◆ **Written request**: Select every line in the material below that contains the word "award", and copy each one out. Case counts.

◆ **Dataset entries**:
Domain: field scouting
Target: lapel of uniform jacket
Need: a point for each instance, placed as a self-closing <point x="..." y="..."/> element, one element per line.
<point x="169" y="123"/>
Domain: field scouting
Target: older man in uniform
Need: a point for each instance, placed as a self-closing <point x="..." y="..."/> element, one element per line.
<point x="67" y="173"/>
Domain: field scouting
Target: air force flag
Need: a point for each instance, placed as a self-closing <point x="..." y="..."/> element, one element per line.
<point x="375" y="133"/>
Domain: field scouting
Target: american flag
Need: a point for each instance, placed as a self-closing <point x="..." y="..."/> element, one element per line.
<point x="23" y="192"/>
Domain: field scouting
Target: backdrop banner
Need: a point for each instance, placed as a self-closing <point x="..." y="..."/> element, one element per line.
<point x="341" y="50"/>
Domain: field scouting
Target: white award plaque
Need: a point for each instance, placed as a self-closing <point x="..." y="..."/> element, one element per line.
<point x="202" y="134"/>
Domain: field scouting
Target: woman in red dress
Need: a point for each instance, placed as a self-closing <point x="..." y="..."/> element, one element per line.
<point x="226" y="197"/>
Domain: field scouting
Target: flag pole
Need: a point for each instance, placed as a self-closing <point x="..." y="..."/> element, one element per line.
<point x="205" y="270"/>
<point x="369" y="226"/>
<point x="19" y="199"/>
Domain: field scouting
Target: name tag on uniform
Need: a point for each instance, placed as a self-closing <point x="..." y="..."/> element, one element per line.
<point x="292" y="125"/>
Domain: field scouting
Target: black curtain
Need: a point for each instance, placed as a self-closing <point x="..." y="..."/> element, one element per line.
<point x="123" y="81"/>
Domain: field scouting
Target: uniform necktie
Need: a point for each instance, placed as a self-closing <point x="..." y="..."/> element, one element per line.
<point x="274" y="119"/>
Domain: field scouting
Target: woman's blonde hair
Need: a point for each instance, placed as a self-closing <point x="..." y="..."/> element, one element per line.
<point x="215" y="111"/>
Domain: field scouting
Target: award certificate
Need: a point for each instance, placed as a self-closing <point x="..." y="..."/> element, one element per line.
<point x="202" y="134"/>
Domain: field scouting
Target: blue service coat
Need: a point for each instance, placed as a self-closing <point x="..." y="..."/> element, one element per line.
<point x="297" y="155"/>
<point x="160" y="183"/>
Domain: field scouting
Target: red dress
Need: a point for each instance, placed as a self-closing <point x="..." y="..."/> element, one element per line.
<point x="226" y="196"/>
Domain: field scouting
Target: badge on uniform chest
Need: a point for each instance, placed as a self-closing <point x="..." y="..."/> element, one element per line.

◆ **Solution**:
Target: white award plaque
Target: award certificate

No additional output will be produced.